Set task:
Turn every line of the entries into a Markdown table with two columns, Row and Line, giving each line its own numbered row and skipping blank lines.

Extracted records:
--------------------------------------------------

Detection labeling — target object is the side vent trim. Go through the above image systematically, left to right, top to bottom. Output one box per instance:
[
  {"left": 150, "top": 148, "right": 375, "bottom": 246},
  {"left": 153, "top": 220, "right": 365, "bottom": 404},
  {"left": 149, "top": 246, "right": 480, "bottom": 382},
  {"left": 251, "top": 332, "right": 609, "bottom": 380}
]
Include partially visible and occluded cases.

--------------------------------------------------

Solution:
| Row | Line |
|---|---|
| 1 | Detection labeling — target object is the side vent trim. Go through the above image systematically, left to right, top to bottom. Output one box per instance: |
| 2 | [ |
| 3 |   {"left": 150, "top": 148, "right": 375, "bottom": 246}, |
| 4 |   {"left": 153, "top": 220, "right": 365, "bottom": 404}, |
| 5 |   {"left": 149, "top": 246, "right": 480, "bottom": 382}, |
| 6 |   {"left": 251, "top": 332, "right": 609, "bottom": 380} |
| 7 | ] |
| 8 | Include partially visible and occluded cases. |